> **Excerpted passage**:
****

Not feeling much of a writer herself, Shirley had been tested with her letter composition skills, whilst corresponding so regularly with her Fred. Her joy about the time moving closer that Fred would return home safely was tempered the day the war before peace was declared in The Pacific, when upon returning home from work, her mother told her that she had heard from the neighbours that Betty had received a telegram that morning informing her that Freddie was killed on August 8th, ironically in between the two bombs that fell on Japan on the 6th and 9th of August, three weeks earlier.  

It was hard to have much of a conversation with Betty a long time after that, and she wasn’t often seen out, even though the neighbours all made efforts to invite her in for a cup of tea as often as they could. Betty would occasionally appear, jaw set against the wind, head following her feet, on her way to the shops in Bridge Road. Shirley’s heart would sink at the sight. Eventually she returned to the occasional Sunday afternoon kitchen table chat, but it was a much quieter affair.

****

> **Records to process**:
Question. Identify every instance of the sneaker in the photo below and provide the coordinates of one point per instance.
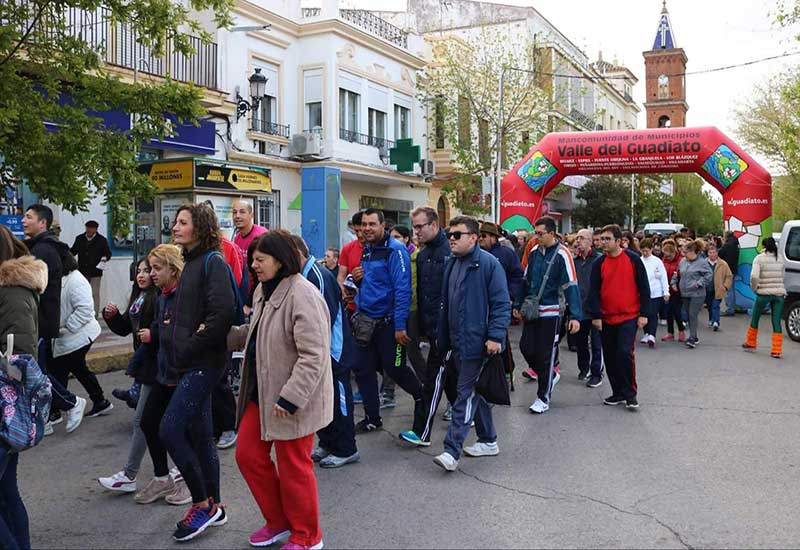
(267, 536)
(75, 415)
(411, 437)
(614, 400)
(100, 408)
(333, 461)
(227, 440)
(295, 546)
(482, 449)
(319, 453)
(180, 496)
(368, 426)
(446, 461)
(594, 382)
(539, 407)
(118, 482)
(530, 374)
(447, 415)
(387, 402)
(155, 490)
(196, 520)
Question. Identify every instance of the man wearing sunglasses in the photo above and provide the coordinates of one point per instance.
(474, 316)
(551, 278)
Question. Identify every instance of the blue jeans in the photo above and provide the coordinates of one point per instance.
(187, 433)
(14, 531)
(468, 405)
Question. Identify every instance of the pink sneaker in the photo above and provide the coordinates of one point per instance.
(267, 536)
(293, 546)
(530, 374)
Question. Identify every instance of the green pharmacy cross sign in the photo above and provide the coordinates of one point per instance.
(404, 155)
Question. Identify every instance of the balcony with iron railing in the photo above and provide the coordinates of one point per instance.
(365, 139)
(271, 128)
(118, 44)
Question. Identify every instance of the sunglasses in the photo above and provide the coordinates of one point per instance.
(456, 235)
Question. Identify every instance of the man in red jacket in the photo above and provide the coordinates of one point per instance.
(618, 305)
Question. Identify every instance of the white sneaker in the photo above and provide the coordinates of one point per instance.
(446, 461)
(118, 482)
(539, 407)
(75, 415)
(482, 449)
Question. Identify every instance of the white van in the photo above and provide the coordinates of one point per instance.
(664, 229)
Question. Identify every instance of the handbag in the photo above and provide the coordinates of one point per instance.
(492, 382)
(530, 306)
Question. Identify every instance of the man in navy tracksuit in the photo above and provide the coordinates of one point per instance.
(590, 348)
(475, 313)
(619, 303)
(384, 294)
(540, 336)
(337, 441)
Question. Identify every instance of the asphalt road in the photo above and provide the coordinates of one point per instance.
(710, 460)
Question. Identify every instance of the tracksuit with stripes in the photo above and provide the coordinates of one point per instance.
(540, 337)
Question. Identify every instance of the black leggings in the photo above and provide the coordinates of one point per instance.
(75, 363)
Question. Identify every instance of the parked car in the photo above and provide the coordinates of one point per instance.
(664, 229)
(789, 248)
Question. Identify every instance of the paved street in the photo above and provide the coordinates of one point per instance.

****

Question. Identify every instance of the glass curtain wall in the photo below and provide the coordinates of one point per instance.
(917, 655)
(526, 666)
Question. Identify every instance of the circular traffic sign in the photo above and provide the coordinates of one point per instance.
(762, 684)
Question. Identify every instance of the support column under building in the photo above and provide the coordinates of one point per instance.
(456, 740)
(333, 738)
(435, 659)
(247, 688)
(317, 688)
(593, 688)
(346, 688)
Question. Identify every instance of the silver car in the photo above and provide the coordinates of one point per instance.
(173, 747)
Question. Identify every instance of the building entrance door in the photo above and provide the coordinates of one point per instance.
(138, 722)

****

> **Directions**:
(A) Translate the sentence “Shirley’s heart would sink at the sight.” from the passage about Shirley and Betty into Spanish.
(B) In the records, swap "coordinates" for "position" from the line with "Question. Identify every instance of the handbag" to the line with "Question. Identify every instance of the paved", and return only those lines.

> **The results**:
(A) A Shirley se le encogía el corazón ante esa visión.

(B)
Question. Identify every instance of the handbag in the photo above and provide the position of one point per instance.
(492, 382)
(530, 306)
Question. Identify every instance of the man in navy tracksuit in the photo above and provide the position of one point per instance.
(590, 348)
(475, 313)
(619, 303)
(384, 294)
(540, 336)
(337, 441)
Question. Identify every instance of the asphalt road in the photo above and provide the position of one point per instance.
(710, 460)
Question. Identify every instance of the tracksuit with stripes in the photo above and provide the position of one point per instance.
(540, 337)
Question. Identify every instance of the black leggings in the photo above and provide the position of one point per instance.
(75, 363)
Question. Identify every instance of the parked car in the photo above and provide the position of one point per instance.
(664, 229)
(789, 248)
Question. Identify every instance of the paved street in the photo above and provide the position of one point per instance.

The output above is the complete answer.